* WHAT THE TASK ASKS *
The records sit below this line. Repeat all of them exactly.

[Records from a collection]
==*==
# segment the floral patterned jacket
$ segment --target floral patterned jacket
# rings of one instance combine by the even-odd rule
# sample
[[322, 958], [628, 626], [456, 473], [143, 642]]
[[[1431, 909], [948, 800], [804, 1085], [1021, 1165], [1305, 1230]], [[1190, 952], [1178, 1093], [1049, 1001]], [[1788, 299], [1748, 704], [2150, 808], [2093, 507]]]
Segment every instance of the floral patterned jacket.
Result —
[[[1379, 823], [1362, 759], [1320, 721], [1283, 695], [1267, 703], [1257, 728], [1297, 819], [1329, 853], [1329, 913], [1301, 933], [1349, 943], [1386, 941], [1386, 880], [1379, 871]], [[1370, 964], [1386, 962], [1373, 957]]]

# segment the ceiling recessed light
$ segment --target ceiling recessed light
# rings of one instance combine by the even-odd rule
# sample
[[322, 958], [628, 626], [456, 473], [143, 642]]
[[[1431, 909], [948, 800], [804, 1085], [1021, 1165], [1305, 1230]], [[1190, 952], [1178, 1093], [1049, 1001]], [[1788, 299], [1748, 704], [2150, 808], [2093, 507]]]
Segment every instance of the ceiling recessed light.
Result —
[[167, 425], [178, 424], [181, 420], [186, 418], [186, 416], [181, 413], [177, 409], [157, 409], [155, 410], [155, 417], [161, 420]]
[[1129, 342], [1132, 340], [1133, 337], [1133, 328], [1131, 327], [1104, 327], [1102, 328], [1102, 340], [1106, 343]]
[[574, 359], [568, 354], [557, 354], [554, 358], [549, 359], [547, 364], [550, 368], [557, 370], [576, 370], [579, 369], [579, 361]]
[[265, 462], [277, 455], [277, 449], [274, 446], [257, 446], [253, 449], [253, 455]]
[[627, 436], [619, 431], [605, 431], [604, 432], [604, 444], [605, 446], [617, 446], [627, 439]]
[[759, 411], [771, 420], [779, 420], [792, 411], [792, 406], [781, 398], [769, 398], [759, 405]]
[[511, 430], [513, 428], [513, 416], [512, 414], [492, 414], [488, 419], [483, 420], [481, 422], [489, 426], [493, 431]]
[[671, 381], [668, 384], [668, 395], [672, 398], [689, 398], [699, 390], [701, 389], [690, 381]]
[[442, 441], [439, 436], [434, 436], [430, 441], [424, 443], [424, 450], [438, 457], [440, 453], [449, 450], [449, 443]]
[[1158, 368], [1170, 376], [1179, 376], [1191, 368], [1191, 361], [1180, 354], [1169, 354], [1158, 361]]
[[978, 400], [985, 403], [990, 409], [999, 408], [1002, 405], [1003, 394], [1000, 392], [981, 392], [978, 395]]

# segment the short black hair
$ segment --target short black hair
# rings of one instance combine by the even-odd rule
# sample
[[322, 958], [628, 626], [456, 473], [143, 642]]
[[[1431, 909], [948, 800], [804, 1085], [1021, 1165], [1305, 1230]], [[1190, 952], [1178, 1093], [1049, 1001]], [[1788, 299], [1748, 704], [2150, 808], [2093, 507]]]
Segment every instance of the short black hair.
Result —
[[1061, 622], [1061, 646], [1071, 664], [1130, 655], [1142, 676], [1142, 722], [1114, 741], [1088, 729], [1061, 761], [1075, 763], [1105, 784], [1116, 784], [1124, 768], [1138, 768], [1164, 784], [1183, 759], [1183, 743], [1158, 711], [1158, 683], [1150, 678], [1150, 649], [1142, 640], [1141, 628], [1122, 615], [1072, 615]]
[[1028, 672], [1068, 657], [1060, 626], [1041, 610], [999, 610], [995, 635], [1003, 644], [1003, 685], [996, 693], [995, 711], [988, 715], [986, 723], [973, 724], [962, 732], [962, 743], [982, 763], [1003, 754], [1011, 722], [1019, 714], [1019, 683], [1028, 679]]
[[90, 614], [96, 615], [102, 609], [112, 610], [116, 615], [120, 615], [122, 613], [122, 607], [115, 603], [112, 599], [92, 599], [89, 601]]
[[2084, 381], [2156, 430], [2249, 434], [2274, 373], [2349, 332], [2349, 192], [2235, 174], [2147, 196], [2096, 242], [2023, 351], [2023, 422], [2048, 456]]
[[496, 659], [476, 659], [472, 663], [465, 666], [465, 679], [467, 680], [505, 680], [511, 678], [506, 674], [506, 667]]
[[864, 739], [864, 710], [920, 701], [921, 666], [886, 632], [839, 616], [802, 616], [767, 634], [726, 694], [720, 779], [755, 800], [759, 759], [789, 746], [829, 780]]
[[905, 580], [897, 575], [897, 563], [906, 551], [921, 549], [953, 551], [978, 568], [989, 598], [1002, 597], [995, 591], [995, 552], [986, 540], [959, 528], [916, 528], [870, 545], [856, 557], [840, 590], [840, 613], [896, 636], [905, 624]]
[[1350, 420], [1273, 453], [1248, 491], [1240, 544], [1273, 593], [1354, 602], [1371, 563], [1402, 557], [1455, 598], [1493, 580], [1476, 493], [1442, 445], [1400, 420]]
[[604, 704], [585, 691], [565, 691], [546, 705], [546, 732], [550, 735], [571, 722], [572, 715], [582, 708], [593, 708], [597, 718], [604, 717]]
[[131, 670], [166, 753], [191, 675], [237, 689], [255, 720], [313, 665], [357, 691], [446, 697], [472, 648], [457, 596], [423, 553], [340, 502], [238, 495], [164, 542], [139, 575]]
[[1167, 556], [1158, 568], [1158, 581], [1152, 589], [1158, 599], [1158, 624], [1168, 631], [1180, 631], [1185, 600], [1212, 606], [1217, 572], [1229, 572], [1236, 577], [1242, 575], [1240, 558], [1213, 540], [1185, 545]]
==*==
* SOLVED PROBLEM *
# segment the floral patterned jacket
$ segment --target floral patterned jacket
# rings of one instance combine by the even-odd rule
# sample
[[322, 958], [628, 626], [456, 473], [143, 642]]
[[[1431, 909], [948, 800], [804, 1085], [1021, 1165], [1305, 1230]], [[1190, 952], [1178, 1093], [1049, 1001]], [[1788, 299], [1748, 704], [2150, 808], [2093, 507]]]
Segment every instance of the floral patterned jacket.
Result —
[[[1379, 823], [1362, 759], [1320, 721], [1283, 695], [1267, 703], [1257, 728], [1297, 819], [1329, 853], [1329, 913], [1301, 933], [1349, 943], [1386, 941], [1386, 880], [1379, 871]], [[1370, 964], [1386, 962], [1373, 957]]]

# segment the ceiling recessed light
$ segment --target ceiling recessed light
# rings of one instance combine by the even-odd rule
# sample
[[322, 958], [628, 626], [456, 473], [143, 642]]
[[[1431, 909], [948, 800], [804, 1085], [1021, 1165], [1305, 1230]], [[1190, 952], [1178, 1093], [1049, 1001]], [[1788, 299], [1748, 704], [2150, 808], [2093, 507]]]
Segment every instance of the ceiling recessed light.
Result —
[[167, 425], [178, 424], [181, 420], [186, 418], [186, 416], [181, 413], [177, 409], [157, 409], [155, 410], [155, 417], [161, 420]]
[[1129, 342], [1132, 340], [1133, 337], [1133, 328], [1131, 327], [1104, 327], [1102, 328], [1102, 340], [1106, 343]]
[[574, 359], [568, 354], [557, 354], [554, 358], [549, 359], [547, 364], [550, 368], [557, 370], [576, 370], [579, 369], [579, 361]]
[[265, 462], [277, 455], [277, 449], [274, 446], [257, 446], [253, 449], [253, 455]]
[[627, 436], [619, 431], [605, 431], [604, 432], [604, 444], [605, 446], [617, 446], [627, 439]]
[[759, 411], [771, 420], [779, 420], [792, 411], [792, 406], [781, 398], [769, 398], [759, 405]]
[[511, 430], [513, 428], [513, 416], [512, 414], [492, 414], [488, 419], [483, 420], [481, 422], [489, 426], [493, 431]]
[[671, 381], [668, 384], [668, 395], [672, 398], [689, 398], [699, 390], [701, 389], [690, 381]]
[[442, 441], [439, 436], [434, 436], [430, 441], [424, 443], [424, 450], [438, 457], [440, 453], [449, 450], [449, 443]]
[[1158, 368], [1170, 376], [1179, 376], [1191, 368], [1191, 361], [1180, 354], [1169, 354], [1158, 361]]
[[978, 400], [985, 403], [990, 409], [999, 408], [1002, 405], [1003, 394], [1000, 392], [981, 392], [978, 395]]

# segment the short black hair
$ segment --target short black hair
# rings of one instance combine by the even-odd rule
# sample
[[322, 958], [628, 626], [456, 473], [143, 642]]
[[[1431, 909], [948, 800], [804, 1085], [1021, 1165], [1305, 1230]], [[1190, 952], [1178, 1093], [1049, 1001]], [[1788, 299], [1748, 704], [2150, 808], [2093, 507]]]
Segment every instance of the short black hair.
Result —
[[1061, 622], [1061, 646], [1071, 664], [1130, 655], [1142, 676], [1142, 722], [1114, 741], [1088, 729], [1061, 761], [1075, 763], [1105, 784], [1116, 784], [1124, 768], [1138, 768], [1164, 784], [1183, 759], [1183, 743], [1158, 711], [1158, 683], [1150, 678], [1150, 649], [1142, 640], [1141, 628], [1122, 615], [1072, 615]]
[[1028, 672], [1068, 657], [1060, 626], [1041, 610], [999, 610], [995, 635], [1003, 644], [1003, 685], [996, 693], [995, 711], [988, 715], [986, 723], [973, 724], [962, 732], [962, 743], [982, 763], [1003, 754], [1011, 722], [1019, 714], [1019, 683], [1028, 679]]
[[90, 614], [96, 615], [102, 609], [112, 610], [116, 615], [120, 615], [122, 613], [122, 607], [115, 603], [112, 599], [92, 599], [89, 601]]
[[2084, 381], [2156, 430], [2249, 434], [2274, 373], [2349, 332], [2349, 192], [2235, 174], [2147, 196], [2096, 242], [2023, 351], [2023, 422], [2048, 456]]
[[496, 659], [476, 659], [472, 663], [465, 666], [465, 679], [467, 680], [505, 680], [511, 678], [506, 674], [506, 667]]
[[864, 739], [864, 710], [920, 701], [921, 666], [886, 632], [839, 616], [802, 616], [767, 634], [726, 694], [720, 779], [755, 800], [759, 759], [789, 746], [829, 780]]
[[905, 580], [897, 575], [897, 563], [906, 551], [921, 549], [953, 551], [978, 568], [989, 598], [1002, 597], [995, 591], [995, 552], [986, 540], [959, 528], [916, 528], [870, 545], [856, 557], [840, 590], [840, 613], [896, 636], [905, 624]]
[[1350, 420], [1273, 453], [1248, 491], [1240, 544], [1273, 593], [1354, 602], [1371, 563], [1402, 557], [1455, 598], [1493, 580], [1476, 493], [1442, 445], [1400, 420]]
[[604, 704], [585, 691], [565, 691], [546, 705], [546, 732], [550, 735], [571, 722], [572, 715], [582, 708], [593, 708], [597, 718], [604, 717]]
[[131, 670], [166, 753], [191, 675], [237, 689], [255, 720], [313, 665], [357, 691], [446, 697], [472, 648], [457, 596], [423, 553], [340, 502], [238, 495], [164, 542], [139, 575]]
[[1167, 556], [1158, 568], [1158, 581], [1152, 589], [1158, 599], [1158, 624], [1168, 631], [1180, 631], [1185, 600], [1212, 606], [1217, 572], [1229, 572], [1236, 577], [1242, 575], [1240, 558], [1213, 540], [1185, 545]]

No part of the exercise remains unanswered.